Exercise prompt: Find how many lines below hold "base", and give that number as the entire answer.

(Natural language region descriptions)
********************

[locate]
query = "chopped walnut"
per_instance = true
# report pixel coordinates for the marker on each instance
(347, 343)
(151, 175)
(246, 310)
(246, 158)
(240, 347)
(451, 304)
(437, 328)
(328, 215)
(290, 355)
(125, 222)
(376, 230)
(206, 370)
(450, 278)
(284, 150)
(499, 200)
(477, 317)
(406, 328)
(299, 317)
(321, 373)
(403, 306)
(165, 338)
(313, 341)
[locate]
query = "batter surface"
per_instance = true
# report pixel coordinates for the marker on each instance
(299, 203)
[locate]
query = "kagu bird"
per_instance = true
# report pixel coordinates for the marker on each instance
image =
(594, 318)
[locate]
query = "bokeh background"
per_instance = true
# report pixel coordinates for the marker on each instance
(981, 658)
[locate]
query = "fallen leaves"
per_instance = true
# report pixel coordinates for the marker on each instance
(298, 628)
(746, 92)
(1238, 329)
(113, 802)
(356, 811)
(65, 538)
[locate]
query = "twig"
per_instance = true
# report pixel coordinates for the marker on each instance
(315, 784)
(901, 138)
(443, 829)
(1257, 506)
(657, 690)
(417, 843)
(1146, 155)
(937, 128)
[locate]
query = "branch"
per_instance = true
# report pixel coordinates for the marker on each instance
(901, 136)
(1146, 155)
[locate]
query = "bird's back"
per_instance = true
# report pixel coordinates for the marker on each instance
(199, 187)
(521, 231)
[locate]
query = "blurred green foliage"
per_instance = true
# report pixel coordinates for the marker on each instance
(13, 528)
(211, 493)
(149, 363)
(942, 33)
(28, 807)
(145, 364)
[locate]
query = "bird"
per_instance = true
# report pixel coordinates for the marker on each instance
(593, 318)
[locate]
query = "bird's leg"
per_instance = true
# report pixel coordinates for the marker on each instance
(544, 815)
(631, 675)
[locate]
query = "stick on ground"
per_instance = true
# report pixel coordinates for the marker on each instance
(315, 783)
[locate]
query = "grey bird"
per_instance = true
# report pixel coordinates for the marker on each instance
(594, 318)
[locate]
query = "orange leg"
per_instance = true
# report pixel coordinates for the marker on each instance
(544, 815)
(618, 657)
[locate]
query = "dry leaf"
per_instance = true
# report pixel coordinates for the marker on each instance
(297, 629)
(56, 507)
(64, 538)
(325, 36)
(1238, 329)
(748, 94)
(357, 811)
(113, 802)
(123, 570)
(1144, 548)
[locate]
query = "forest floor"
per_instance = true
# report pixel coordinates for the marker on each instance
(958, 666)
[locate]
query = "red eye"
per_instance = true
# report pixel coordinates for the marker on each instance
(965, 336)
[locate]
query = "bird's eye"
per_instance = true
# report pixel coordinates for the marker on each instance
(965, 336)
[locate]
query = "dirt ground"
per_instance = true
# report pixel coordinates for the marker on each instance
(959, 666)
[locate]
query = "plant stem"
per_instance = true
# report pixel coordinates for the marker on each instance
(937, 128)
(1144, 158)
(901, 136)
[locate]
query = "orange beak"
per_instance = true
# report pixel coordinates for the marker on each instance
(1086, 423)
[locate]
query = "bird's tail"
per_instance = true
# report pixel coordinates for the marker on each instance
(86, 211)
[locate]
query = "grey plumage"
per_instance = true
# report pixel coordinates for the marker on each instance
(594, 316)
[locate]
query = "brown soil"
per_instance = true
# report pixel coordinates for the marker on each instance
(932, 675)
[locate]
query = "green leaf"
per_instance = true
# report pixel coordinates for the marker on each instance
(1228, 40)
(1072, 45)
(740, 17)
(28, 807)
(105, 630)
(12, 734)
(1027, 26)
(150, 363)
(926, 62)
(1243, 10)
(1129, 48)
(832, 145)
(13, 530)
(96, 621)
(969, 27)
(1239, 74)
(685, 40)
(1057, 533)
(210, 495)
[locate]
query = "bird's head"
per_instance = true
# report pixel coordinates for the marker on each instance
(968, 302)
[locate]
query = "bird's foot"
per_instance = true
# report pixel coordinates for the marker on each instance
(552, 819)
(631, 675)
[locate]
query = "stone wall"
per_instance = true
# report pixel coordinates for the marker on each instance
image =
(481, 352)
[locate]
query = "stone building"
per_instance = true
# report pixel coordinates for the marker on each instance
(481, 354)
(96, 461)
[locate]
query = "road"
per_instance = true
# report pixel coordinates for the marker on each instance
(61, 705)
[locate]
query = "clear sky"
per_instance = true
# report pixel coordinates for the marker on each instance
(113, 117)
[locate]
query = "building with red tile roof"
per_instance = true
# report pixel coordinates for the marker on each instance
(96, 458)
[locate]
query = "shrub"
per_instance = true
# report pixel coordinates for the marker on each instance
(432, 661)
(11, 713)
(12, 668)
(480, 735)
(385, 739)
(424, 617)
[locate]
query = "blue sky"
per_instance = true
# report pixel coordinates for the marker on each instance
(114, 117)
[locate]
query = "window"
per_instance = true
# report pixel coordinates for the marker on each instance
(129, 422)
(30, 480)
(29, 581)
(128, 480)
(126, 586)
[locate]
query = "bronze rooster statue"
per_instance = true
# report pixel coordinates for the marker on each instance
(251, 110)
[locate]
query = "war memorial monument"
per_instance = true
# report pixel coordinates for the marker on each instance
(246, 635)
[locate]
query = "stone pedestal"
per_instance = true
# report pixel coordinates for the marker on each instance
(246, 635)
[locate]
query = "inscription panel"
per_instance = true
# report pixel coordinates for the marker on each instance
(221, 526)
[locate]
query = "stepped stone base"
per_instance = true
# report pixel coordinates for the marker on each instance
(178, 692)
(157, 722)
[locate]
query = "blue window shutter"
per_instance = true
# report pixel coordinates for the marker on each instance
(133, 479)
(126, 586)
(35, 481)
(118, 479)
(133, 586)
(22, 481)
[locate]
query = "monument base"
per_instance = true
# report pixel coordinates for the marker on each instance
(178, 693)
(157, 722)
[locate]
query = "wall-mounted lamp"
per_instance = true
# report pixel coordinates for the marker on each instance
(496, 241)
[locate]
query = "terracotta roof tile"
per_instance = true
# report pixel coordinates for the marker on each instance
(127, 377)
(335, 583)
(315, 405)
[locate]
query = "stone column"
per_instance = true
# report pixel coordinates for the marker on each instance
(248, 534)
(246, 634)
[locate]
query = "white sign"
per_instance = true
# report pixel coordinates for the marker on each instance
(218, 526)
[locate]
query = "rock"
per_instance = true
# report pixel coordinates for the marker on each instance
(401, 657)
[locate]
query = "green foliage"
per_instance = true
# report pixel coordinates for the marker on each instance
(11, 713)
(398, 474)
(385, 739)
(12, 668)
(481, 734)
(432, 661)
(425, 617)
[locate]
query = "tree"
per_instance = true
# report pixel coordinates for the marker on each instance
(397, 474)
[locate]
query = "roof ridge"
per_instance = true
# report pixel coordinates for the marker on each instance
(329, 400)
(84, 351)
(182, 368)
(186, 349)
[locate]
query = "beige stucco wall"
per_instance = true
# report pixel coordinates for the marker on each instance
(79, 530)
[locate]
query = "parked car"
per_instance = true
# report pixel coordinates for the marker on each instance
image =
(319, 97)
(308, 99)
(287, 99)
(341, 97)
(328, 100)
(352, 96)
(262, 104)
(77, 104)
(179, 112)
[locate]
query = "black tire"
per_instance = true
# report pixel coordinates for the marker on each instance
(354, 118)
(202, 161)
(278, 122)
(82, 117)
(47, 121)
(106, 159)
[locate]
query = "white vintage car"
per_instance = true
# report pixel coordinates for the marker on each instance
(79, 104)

********************

Task result: 2